Request → Reproduce verbatim the listing lines between the line holding "Question. Locate the white planter" and the line holding "x=297 y=278", inclusive. Omit the pictures from your output.

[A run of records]
** START **

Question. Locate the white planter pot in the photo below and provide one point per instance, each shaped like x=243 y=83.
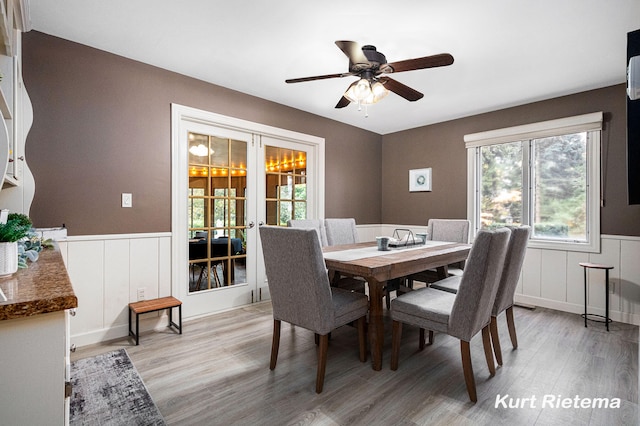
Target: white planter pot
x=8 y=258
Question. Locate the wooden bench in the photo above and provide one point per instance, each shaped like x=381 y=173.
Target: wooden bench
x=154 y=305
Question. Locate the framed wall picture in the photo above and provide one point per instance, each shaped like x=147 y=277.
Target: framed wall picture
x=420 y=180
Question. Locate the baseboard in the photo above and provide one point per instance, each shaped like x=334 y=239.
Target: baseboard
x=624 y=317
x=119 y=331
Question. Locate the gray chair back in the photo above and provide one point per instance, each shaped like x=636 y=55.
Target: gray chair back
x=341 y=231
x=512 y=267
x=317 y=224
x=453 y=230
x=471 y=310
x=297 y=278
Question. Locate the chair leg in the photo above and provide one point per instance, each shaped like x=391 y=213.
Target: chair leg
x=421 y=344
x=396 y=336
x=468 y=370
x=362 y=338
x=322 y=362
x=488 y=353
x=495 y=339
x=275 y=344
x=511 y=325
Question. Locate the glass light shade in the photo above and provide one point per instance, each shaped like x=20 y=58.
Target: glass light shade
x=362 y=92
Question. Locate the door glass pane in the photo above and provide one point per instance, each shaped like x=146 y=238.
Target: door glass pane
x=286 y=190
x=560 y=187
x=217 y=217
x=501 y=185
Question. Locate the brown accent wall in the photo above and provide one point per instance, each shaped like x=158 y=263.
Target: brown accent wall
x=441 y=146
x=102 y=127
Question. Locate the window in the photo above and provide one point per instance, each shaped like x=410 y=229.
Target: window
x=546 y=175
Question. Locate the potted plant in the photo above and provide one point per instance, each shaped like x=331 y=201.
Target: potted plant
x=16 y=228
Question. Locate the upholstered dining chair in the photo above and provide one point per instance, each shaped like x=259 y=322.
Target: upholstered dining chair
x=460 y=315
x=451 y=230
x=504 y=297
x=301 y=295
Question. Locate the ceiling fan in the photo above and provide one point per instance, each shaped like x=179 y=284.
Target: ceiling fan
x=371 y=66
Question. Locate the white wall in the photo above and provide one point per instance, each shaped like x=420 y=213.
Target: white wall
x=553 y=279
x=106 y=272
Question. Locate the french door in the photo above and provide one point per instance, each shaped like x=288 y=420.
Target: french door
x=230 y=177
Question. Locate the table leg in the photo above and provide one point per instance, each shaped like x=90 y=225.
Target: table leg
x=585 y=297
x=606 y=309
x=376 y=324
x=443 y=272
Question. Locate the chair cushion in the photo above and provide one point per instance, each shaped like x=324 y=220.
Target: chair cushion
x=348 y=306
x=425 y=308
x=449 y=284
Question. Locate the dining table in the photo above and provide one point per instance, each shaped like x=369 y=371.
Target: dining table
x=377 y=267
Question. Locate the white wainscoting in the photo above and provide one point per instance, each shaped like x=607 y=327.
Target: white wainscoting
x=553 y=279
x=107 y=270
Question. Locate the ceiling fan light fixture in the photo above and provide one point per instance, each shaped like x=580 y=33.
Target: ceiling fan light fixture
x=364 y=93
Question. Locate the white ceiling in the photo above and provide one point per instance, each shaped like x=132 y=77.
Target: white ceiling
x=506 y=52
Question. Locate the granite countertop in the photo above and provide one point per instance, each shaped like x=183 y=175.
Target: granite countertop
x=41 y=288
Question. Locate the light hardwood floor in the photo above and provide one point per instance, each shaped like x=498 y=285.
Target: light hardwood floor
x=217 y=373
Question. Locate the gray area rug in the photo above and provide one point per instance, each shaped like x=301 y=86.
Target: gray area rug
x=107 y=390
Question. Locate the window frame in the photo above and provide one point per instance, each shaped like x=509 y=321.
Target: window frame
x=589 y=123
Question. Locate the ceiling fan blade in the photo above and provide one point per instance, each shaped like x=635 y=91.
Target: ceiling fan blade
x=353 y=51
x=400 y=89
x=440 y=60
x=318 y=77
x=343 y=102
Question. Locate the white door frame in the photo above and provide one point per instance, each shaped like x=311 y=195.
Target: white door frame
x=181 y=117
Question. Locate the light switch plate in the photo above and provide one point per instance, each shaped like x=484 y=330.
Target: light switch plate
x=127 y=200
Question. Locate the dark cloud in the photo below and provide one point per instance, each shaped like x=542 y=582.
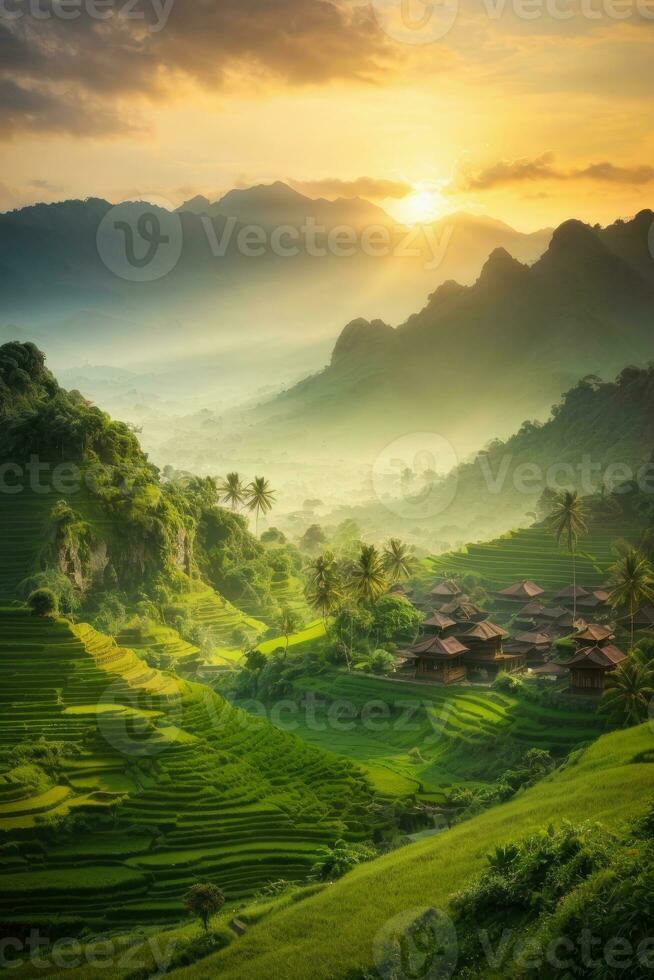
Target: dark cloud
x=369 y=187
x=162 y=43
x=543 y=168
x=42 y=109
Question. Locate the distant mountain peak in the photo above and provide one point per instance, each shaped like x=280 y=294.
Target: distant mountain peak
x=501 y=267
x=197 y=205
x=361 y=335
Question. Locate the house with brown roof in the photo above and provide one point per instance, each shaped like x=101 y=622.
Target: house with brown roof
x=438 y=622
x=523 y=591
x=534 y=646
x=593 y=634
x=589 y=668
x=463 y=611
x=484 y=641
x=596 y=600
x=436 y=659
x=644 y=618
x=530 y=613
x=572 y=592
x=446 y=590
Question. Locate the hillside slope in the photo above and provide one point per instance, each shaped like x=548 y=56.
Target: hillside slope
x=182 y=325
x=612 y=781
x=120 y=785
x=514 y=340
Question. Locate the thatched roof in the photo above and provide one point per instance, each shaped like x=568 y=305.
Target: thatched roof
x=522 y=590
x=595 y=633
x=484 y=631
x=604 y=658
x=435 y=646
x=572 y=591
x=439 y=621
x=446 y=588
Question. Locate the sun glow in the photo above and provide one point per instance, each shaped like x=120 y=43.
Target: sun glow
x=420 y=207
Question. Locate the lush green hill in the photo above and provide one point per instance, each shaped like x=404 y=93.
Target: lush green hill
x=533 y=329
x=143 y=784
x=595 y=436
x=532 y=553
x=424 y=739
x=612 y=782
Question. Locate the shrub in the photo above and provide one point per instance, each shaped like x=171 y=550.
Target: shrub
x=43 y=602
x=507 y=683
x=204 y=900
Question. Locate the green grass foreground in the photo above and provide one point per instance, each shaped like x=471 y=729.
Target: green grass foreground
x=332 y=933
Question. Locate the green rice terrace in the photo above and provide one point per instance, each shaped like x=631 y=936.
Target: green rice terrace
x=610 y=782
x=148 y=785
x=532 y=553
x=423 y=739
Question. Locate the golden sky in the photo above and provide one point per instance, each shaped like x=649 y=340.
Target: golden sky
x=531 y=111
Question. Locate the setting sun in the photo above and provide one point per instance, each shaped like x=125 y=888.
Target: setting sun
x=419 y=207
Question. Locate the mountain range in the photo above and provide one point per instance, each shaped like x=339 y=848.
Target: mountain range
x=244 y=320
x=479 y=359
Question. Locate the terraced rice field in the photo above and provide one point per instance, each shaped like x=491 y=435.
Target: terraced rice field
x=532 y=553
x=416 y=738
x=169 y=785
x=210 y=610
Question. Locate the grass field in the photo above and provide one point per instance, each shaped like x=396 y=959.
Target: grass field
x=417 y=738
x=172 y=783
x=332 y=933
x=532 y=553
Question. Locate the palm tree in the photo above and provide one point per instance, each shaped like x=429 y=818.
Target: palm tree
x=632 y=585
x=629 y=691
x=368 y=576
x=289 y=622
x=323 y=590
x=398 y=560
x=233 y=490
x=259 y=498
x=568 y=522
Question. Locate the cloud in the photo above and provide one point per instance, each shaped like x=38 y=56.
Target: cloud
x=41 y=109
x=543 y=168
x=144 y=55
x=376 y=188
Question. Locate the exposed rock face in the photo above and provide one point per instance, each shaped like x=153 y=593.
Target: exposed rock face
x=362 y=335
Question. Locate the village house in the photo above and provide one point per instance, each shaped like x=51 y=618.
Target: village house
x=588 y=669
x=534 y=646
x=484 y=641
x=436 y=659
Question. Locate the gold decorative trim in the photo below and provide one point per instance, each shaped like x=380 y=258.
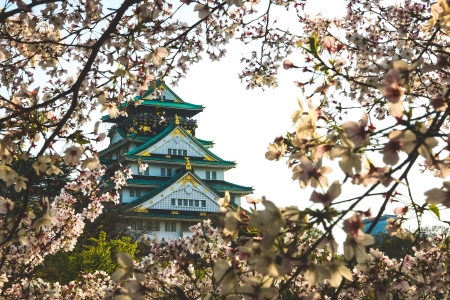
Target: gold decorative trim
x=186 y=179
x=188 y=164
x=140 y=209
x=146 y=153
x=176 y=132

** END **
** START **

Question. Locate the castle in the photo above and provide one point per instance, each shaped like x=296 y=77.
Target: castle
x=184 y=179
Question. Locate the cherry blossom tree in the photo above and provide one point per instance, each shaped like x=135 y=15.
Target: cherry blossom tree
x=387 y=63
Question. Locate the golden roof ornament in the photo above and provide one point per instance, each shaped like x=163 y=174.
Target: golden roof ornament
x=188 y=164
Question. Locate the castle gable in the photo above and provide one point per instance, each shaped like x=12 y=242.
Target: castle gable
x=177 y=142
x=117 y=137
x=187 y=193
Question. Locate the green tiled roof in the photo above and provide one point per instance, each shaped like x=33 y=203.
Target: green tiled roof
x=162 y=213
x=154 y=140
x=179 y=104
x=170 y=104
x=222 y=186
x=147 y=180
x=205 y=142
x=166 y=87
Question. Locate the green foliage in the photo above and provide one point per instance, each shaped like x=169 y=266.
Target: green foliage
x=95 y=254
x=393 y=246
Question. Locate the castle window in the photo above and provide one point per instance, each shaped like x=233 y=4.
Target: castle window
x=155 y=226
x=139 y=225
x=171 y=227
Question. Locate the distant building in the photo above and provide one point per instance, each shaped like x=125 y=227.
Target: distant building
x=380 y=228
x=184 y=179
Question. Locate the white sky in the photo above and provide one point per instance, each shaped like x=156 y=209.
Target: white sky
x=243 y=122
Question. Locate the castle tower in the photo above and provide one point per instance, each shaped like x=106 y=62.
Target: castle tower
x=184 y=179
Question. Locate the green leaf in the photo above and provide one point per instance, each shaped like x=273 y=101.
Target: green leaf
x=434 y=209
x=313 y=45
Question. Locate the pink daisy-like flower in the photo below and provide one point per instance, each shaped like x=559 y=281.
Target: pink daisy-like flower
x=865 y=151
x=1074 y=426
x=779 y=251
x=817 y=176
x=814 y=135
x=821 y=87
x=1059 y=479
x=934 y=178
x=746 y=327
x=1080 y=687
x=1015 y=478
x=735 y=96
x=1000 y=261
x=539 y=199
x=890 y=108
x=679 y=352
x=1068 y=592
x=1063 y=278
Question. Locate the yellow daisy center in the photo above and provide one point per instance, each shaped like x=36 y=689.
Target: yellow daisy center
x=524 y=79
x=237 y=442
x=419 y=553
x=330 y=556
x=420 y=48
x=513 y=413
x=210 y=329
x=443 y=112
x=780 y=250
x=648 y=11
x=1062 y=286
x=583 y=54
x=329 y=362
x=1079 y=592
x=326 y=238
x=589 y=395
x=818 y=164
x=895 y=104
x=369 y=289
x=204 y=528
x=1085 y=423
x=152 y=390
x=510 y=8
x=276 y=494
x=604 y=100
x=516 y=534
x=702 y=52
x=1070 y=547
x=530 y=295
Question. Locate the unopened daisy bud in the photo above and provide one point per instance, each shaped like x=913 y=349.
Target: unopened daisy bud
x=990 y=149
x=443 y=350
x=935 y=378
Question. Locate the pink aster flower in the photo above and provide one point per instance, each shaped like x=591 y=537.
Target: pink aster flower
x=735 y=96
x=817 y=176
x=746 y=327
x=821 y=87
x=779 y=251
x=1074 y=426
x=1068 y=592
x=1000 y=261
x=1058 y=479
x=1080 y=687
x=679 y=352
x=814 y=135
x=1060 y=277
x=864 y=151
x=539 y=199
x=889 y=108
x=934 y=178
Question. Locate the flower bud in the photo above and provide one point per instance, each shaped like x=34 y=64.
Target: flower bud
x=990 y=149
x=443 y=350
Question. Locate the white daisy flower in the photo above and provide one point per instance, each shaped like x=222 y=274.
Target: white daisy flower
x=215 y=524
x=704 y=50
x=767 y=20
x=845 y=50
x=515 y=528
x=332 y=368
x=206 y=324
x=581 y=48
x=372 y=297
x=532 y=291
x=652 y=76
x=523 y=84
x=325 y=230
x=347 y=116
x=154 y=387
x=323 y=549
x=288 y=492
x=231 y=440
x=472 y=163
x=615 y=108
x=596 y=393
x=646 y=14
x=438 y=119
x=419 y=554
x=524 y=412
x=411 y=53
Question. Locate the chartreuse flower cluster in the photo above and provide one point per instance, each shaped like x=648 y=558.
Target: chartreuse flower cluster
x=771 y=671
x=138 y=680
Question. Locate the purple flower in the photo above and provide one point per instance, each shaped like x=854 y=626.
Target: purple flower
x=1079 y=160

** END **

Task solution →
Question. Locate the white planter pot in the photo below and provide one point per instance, each shaped like x=243 y=83.
Target: white planter pot
x=8 y=258
Question. Locate the wooden bench in the photo above and provide one point per instance, each shaped like x=381 y=173.
Target: wooden bench
x=154 y=305
Question. Locate the framed wall picture in the photo above and provide one point per instance, each shaped like x=147 y=277.
Target: framed wall picture
x=420 y=180
Question. Locate the baseboard in the photo above and provide one point per instance, each shaped like x=334 y=239.
Target: baseboard
x=624 y=317
x=119 y=331
Question. Locate the gray chair back in the photo above and provide one point per instance, each shaped like x=636 y=55.
Target: gray chair back
x=341 y=231
x=512 y=267
x=317 y=224
x=453 y=230
x=471 y=310
x=297 y=278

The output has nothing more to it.